>>>>
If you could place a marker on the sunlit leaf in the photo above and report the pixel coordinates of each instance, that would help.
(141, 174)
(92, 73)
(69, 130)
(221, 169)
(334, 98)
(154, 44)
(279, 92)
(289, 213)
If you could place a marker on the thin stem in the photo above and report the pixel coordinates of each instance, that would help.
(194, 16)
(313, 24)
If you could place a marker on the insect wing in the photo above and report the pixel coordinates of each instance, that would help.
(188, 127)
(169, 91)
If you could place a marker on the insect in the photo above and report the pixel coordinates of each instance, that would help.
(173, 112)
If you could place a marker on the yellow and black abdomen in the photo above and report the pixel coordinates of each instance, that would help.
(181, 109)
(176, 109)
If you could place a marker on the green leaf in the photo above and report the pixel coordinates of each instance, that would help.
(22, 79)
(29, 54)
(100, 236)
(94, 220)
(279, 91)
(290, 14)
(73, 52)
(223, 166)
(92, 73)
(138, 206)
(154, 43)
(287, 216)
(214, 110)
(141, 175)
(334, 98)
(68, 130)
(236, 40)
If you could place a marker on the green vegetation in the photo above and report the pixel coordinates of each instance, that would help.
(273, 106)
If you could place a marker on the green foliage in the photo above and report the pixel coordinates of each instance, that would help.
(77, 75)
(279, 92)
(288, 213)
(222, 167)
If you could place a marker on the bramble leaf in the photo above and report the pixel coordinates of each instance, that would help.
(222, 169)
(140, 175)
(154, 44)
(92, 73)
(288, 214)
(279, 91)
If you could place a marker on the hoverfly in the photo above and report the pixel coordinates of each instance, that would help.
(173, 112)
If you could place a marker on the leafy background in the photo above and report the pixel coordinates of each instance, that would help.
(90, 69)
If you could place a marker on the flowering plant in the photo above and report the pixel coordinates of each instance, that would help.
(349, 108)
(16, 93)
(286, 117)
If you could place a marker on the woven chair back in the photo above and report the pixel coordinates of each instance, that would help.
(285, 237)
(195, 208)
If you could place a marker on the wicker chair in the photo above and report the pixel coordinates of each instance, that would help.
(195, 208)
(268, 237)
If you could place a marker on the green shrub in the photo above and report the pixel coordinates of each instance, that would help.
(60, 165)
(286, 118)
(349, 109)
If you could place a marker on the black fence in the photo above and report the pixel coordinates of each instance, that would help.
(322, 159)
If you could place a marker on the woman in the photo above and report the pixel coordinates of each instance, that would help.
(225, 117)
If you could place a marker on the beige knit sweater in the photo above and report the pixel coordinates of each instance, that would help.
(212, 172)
<<<<
Task goal »
Please reproduce the material word for word, starting with the line that contains "If you could place a marker on the bramble" and going on through the end of the material.

Complete answer »
If you could place a marker on the bramble leaf in the photo above and report the pixel coordinates of each instance, that would help.
(222, 169)
(140, 175)
(154, 44)
(92, 73)
(288, 214)
(279, 91)
If you could place a marker on the hoverfly in the photo above and report the pixel coordinates of each instance, that would help.
(173, 112)
If you could place a marker on the leafy background in the photo above and report the pixel coordinates of each instance, that would help.
(90, 69)
If you could place a marker on the flowering plant in the photo above and report the pixel coordinates of each instance, that would help.
(349, 108)
(16, 93)
(286, 117)
If you could place a marker on the woven chair back in the photo above and report the pixel coordinates of each instance, that would help.
(285, 237)
(195, 208)
If you could place a marker on the wicker chair in the photo above and report the pixel coordinates of each instance, that would help.
(195, 208)
(268, 237)
If you could place a marker on the green shrub in the photo above and report the pixel coordinates of each instance, that would help.
(60, 165)
(286, 118)
(349, 109)
If you could place a marker on the black fence in the photo above and report the pixel coordinates of each instance, that would help.
(322, 159)
If you could place a marker on the woman in the photo above and report the pixel coordinates of each instance, that would help.
(225, 117)
If you could place a marker on the beige knit sweater in the photo above and report the pixel coordinates of each instance, that would help.
(212, 172)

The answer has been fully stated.